Build your authority. Establish yourself and your brand as an authority in your industry by publishing content on reputable websites and receiving backlinks from authoritative sources. This aligns closely with “classic SEO”: without a functioning network within an industry, it is significantly more challenging to obtain high-quality backlinks or mentions. Network with relevant and high-quality contacts.

Promote trust. Build trust with your audience by being transparent about your business practices, providing contact information, and using customer testimonials and reviews. No one likes black boxes. The more transparent you are with your customers, the easier it is for search engines to assess the trustworthiness of your site.

Optimize your website. Ensure your website is user-friendly, easy to navigate, and loads quickly. Use HTTPS, implement structured data, and ensure your website is mobile-friendly. Websites that provoke a warning in the browser due to an insecure connection or take an eternity to load are far from trustworthy.

Stay persistent. EEAT is not a one-hit-wonder. Improving the quality of your website requires time and effort, but it is worth it in the long run. By focusing on producing high-quality content, building your authority and reputation, and promoting trust with your audience, you can enhance the credibility and reputation of your website overall. This can lead to higher rankings, more traffic, and better user engagement on your site. And remember: the internet does not forget! We often lose sight of our older content. Ensure that your content still meets current standards of expertise, authority, and trustworthiness even after months or years.

Too Vague? Take a Look at the Patent!

A practical, albeit often tedious approach to better understanding Google’s innovations is to look at public Google patents. For those who have delved into such a patent, the reading is usually not very entertaining and more heavy than light reading. Fortunately, there are experts who thoroughly examine patents. One such expert is Bill Slawski. In a 2020 article, he presented a Google patent that describes how Google uses vector space analyses to determine a source’s expertise and authority.

WHAT THIS EXERCISE ASKS:
1 - Print the passage of the EEAT excerpt that begins at the words "Promote trust. Build" and stops after the words "of your site.".
2 - Answer these about the EEAT excerpt:
(a) Besides reviews, what does the "Promote trust" advice say to use from customers?
(b) Who is named as an expert who examines patents?
(c) According to the patent, what kind of analyses does Google use to determine a source's expertise and authority?
3 - Pick up the EEAT excerpt after its last sentence and keep writing it.
The lines that come after this point play no part here.

SUPPLIED MATERIAL:
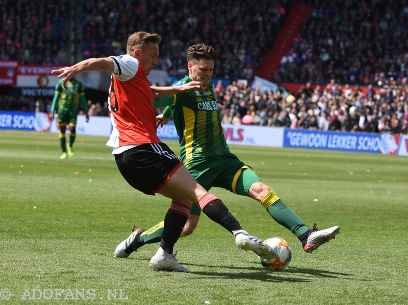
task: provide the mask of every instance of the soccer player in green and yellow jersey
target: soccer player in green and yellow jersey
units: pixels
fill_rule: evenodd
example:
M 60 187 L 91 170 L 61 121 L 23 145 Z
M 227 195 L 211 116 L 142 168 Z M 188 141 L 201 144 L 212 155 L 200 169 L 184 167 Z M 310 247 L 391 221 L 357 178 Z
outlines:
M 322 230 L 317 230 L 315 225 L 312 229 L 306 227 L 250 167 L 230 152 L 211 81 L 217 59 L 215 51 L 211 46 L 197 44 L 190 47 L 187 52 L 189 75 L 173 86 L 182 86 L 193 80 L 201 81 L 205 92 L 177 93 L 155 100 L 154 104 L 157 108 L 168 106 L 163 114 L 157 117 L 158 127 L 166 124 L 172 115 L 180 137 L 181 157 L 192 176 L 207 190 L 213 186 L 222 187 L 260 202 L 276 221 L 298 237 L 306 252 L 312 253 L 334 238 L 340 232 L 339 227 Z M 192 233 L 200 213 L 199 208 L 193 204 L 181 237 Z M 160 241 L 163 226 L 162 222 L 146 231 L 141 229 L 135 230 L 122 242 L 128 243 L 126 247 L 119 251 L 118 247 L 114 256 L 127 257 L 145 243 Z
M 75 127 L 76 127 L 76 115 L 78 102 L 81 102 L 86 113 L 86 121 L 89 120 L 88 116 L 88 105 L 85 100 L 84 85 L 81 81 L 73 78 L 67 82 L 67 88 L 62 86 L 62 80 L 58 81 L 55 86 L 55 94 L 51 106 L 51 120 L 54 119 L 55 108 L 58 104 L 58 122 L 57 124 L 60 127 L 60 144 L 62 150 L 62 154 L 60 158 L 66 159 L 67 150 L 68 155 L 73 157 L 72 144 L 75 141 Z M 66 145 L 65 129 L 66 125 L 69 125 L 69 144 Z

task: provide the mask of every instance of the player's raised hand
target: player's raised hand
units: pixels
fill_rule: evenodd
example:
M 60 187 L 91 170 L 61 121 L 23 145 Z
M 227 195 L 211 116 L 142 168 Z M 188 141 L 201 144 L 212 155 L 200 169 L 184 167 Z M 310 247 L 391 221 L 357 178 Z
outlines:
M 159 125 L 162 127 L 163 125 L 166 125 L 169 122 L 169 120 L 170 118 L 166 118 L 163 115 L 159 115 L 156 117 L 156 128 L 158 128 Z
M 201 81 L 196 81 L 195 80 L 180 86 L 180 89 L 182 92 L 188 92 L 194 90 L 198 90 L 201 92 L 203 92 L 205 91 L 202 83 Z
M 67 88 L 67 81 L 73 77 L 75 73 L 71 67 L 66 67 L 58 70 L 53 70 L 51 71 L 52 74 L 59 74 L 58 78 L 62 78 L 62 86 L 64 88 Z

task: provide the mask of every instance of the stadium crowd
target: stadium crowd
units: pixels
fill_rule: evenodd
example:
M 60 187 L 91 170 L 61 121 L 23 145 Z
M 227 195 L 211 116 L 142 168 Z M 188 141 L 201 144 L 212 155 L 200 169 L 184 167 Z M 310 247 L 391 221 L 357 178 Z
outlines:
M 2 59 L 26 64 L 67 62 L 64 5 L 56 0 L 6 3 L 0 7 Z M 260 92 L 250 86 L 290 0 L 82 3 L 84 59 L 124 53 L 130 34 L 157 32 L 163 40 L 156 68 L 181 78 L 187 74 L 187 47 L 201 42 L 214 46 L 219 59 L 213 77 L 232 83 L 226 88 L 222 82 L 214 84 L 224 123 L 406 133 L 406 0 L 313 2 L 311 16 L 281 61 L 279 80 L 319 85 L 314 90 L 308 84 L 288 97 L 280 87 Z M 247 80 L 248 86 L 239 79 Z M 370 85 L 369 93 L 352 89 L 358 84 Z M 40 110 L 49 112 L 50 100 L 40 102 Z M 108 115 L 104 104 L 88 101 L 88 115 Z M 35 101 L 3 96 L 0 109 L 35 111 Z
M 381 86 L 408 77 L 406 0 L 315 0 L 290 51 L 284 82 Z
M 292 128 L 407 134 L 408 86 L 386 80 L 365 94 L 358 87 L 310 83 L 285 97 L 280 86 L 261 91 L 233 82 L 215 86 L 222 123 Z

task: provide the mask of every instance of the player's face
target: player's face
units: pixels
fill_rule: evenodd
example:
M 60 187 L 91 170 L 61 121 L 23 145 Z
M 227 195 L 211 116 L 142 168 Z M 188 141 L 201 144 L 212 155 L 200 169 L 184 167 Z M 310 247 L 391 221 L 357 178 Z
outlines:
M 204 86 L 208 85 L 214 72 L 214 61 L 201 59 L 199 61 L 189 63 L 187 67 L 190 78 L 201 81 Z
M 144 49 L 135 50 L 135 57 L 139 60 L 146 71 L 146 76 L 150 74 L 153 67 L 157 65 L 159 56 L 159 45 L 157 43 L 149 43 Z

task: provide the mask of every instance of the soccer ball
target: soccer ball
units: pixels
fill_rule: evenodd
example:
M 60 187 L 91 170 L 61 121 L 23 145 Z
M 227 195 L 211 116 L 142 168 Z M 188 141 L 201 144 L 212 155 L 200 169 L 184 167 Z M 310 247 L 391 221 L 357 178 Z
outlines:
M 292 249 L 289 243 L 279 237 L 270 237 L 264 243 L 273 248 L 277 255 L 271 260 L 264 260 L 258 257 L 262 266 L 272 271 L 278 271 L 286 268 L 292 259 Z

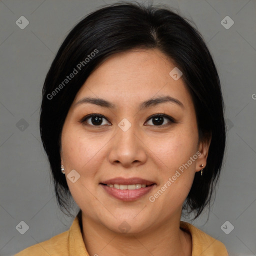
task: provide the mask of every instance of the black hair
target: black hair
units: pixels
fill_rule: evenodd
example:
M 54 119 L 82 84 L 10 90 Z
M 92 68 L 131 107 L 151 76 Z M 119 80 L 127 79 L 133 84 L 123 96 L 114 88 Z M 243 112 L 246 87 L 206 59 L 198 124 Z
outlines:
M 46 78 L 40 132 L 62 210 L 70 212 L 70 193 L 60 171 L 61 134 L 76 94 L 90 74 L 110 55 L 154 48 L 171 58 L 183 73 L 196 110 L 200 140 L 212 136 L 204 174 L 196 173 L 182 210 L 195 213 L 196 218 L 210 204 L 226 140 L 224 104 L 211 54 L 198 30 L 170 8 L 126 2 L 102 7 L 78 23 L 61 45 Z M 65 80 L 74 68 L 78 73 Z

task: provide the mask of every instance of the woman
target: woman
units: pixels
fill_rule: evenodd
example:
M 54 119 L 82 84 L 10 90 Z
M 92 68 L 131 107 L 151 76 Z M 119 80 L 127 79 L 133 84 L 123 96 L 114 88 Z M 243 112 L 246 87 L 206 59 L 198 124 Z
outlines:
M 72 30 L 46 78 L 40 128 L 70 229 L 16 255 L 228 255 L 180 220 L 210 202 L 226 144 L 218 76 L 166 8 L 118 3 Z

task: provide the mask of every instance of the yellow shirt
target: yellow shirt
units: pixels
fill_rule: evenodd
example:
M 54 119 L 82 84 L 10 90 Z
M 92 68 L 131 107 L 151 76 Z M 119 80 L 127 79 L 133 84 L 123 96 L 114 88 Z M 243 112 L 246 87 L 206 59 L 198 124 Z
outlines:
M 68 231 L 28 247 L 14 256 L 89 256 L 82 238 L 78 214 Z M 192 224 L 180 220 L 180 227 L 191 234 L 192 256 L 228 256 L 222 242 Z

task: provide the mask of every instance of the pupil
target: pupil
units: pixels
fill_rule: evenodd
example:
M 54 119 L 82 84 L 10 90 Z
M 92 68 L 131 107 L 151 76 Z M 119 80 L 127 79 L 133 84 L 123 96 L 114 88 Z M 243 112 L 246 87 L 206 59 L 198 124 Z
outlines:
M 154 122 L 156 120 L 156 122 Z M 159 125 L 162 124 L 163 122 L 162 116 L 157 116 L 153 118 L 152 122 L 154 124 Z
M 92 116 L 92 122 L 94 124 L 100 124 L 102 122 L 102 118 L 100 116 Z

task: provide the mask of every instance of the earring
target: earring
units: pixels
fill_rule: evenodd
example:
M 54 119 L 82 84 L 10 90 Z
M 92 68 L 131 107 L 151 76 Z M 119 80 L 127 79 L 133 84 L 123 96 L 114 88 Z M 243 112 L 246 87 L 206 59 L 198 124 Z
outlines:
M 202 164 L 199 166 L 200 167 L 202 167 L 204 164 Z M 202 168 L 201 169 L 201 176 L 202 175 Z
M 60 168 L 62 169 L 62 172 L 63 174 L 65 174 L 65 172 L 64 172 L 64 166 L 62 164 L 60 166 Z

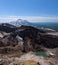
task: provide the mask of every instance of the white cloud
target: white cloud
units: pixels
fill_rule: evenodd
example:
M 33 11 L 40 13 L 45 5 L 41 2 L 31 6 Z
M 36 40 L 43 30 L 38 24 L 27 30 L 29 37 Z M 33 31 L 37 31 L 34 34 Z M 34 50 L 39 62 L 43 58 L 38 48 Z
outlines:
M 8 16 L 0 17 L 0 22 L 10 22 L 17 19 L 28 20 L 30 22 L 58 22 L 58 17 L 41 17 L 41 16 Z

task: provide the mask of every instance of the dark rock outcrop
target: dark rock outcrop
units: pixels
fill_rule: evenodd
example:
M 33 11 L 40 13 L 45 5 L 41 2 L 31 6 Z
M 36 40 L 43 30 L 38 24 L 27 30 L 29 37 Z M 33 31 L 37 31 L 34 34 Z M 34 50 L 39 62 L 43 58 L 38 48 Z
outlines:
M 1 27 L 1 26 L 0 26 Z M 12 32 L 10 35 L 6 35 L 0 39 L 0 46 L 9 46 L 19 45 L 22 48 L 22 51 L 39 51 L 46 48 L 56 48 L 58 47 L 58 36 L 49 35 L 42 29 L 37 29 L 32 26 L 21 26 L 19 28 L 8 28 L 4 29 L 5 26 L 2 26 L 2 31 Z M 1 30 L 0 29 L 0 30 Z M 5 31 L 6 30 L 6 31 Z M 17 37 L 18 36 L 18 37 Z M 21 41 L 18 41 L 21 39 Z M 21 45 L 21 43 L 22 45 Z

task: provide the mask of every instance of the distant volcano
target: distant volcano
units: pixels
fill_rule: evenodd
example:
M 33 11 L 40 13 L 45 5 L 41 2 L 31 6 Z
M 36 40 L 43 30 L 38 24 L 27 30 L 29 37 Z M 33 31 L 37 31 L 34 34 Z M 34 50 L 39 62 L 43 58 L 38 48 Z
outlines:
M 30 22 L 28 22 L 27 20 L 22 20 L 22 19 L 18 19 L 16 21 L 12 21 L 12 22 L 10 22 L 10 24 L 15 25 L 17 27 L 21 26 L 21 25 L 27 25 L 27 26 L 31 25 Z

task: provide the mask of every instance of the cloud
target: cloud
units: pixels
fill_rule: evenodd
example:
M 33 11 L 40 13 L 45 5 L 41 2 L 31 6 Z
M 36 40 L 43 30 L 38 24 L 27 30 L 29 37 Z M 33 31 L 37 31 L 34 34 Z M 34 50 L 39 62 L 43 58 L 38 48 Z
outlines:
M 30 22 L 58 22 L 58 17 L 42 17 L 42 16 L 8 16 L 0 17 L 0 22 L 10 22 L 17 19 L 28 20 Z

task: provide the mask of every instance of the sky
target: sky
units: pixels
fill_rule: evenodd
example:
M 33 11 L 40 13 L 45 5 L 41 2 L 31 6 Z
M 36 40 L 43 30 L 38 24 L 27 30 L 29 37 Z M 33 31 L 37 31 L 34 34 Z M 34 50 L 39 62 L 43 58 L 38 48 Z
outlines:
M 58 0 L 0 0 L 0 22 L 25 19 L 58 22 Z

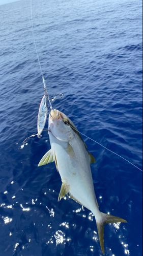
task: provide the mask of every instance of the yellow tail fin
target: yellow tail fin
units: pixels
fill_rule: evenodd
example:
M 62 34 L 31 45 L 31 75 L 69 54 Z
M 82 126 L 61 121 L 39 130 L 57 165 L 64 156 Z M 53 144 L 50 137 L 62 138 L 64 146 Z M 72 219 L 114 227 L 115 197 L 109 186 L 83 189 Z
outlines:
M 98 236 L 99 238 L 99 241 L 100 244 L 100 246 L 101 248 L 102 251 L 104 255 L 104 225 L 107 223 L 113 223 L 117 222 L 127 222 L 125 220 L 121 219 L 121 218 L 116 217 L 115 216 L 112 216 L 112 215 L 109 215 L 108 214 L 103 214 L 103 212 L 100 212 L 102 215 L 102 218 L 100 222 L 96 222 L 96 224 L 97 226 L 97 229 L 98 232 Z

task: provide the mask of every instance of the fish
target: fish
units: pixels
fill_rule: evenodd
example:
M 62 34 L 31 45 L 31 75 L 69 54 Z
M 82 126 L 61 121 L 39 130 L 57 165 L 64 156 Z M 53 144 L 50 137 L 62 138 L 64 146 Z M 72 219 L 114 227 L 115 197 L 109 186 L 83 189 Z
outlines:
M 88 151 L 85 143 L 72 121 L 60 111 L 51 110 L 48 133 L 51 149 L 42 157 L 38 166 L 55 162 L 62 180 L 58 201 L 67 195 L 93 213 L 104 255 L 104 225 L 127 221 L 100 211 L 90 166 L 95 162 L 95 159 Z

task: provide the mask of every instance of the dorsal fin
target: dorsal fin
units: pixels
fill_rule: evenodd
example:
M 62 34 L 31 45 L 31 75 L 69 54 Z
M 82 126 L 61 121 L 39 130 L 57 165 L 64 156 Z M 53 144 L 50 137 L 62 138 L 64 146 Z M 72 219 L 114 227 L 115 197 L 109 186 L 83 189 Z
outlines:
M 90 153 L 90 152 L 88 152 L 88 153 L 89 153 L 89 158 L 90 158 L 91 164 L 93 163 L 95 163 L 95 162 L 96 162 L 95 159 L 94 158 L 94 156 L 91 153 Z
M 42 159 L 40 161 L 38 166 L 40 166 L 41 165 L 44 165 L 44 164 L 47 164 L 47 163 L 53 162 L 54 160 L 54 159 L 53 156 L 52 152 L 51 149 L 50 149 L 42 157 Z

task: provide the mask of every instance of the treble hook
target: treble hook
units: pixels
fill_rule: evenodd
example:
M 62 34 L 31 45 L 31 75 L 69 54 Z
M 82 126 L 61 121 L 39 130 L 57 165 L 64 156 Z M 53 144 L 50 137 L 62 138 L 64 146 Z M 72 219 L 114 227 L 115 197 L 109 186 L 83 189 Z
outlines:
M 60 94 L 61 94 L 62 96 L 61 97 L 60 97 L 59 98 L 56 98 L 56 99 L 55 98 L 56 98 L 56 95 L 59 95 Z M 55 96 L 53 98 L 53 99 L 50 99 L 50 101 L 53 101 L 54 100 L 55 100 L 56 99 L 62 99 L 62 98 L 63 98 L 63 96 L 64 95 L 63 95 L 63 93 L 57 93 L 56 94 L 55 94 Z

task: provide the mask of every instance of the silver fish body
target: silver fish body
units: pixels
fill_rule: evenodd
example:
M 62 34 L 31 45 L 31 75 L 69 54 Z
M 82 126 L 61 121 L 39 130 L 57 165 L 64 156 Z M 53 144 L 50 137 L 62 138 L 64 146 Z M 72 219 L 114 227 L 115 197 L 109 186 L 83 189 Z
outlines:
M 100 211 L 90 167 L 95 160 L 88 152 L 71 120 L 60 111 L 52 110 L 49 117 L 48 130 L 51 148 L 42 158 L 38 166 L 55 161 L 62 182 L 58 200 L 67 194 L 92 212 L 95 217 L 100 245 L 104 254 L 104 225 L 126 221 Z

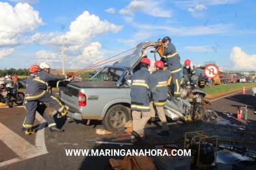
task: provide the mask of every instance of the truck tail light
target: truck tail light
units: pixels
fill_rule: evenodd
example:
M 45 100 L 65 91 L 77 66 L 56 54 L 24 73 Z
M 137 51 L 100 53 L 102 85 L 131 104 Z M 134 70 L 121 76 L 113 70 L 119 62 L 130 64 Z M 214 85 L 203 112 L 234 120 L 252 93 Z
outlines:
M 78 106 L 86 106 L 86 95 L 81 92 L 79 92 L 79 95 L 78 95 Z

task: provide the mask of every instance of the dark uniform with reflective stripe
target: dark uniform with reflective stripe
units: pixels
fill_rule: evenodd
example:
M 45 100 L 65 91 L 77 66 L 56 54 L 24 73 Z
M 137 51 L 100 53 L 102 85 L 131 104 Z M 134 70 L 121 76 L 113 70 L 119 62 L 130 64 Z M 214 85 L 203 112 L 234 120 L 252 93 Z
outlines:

PER-TASK OUTPUTS:
1 -
Promote trust. Build trust with your audience by being transparent about your business practices, providing contact information, and using customer testimonials and reviews. No one likes black boxes. The more transparent you are with your customers, the easier it is for search engines to assess the trustworthiness of your site.

2 -
(a) Customer testimonials
(b) Bill Slawski
(c) Vector space analyses

3 -
According to this patent, Google uses patterns and characteristics to classify websites. Websites and website content are classified as experts, apprentices, or laypeople on specific topics. Depending on the provided information, this status is either appropriate or inappropriate. For example, if relatives discuss in a forum how family members cope with an addiction, these individuals are experts based on their own experience for this information. However, they are not medical experts. The evaluation of their statements and, therefore, this forum by Google would be different if these laypeople discussed the neurophysiological and biochemical processes in addicts.

The vector space analysis enables Google to consider only specific websites that reach a certain classification for particular search phrases. When a search query is made, not the entire index is searched but only a part considered relevant for this type of search phrase. This kind of reduction represents a significant resource saving for Google and makes it clear how important it is to be classified correctly by Google to be considered for a search query.

Conclusion: EEAT is Much More Than Just a Ranking Factor

In conclusion, EEAT is more critical for you, the more critical the information on your website is for your readers. First, ask yourself: am I qualified to write about XY? And if so, how do I make it clear that I am the right person for the job? You have received some tips in this article on what you can do in the area of off-page and on-page SEO to highlight your expertise. However, you have also seen that EEAT is a comprehensive concept. “Fake it till you make it” is not the right approach here. The overall quality of your website and content will determine whether Google trusts you. And last but not least: whether your readers trust you. Because at the end of the day, that’s the most important thing.